▶ **PROBLEM REQUIREMENTS**
Write out the lines below again with "snow-covered ground" replaced by "icy pavement" and nothing else changed. Leave the pictures out.

▶ **RECORDS PROVIDED**

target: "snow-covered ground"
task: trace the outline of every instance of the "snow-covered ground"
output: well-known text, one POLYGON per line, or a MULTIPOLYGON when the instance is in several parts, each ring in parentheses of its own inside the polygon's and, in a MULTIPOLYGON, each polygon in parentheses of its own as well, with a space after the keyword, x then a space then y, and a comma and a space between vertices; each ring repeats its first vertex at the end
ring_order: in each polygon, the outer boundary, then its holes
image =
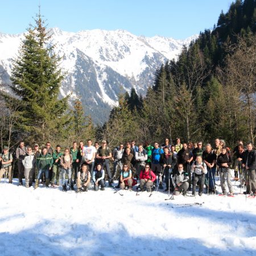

▶ **ANSWER TO THE PROBLEM**
target: "icy pavement"
task: trace the outline of every instance of the "icy pavement"
output: well-known text, one POLYGON per line, or a MULTIPOLYGON when the instance is in several parts, each ring in parentheses of its own inside the polygon's and, in a MULTIPOLYGON, each polygon in parentheses of its own as well, with a space after the keyword, x then a space then y, and a comma and a space between vertices; each ring repeats its first vertex at the end
ring_order: in each polygon, the outer boundary, then its holes
image =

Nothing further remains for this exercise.